→ **Directions**
The required output is the line with "Query: stainless steel refrigerator" through the final line of the entries, each one exactly as it stands.

[Point-per-instance localization data]
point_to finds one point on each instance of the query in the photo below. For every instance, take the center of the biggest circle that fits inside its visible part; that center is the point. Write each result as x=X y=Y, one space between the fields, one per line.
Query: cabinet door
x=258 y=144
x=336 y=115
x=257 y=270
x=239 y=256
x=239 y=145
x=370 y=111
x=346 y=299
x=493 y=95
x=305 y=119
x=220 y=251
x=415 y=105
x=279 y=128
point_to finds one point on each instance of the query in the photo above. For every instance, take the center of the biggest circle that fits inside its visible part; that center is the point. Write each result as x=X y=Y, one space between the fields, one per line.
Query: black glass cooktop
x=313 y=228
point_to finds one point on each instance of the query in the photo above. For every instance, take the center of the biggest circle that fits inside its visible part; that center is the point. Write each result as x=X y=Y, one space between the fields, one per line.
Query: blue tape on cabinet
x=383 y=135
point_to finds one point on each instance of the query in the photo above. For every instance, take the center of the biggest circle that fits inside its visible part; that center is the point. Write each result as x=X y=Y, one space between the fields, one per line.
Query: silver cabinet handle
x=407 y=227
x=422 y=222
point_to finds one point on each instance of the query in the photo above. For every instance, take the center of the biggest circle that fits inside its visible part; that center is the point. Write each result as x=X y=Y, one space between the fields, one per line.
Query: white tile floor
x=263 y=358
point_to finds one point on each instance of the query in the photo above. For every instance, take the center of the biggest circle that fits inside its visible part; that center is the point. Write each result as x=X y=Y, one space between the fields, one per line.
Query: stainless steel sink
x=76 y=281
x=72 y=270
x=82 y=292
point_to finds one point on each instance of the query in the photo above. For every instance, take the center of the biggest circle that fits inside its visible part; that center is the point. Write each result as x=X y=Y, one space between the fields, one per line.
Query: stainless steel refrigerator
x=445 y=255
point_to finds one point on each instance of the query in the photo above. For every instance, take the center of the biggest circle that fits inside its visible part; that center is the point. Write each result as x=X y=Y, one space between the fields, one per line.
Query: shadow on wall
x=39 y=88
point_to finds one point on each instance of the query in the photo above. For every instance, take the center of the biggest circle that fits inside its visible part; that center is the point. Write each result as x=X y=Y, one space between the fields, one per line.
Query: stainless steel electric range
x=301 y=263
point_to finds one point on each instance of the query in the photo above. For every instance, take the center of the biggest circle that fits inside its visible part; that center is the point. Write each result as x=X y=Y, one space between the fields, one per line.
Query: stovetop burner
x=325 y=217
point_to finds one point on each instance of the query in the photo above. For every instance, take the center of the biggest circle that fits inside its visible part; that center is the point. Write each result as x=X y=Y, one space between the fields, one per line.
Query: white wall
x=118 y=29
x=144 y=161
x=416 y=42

→ **Task result**
Query: stainless steel refrigerator
x=445 y=255
point_to finds one point on each instance of the query in the photo above. For every instance, take the center of the biggest circle that fits inside its visible part; that center is the point. Write each result as x=X y=Y, one space between the fields, one per line.
Query: shadow on wall
x=39 y=88
point_to finds one point on each instance of the query in the photo above. For every instance, take the center of the biggest circle that fits inside its visible part; that center is the point. Write each result as x=X y=Y, one space between the fields, one per line.
Query: stainless steel electric range
x=301 y=263
point_to finds one point on each instance of the query in the photo above. For every instance, take the center of the biggest circle that fits inside its visible part; that center is the point. Write each result as x=X y=Y, one space between the fields, one per line.
Query: stovetop burner
x=325 y=217
point_to finds one point on each instance of the query in the photo above. For every instance, take the center of the biggest circle that fits inside its visible part; that center is the point. Write each result as x=X y=Y, one space between the fields, one per line.
Query: white wall
x=118 y=29
x=144 y=161
x=416 y=42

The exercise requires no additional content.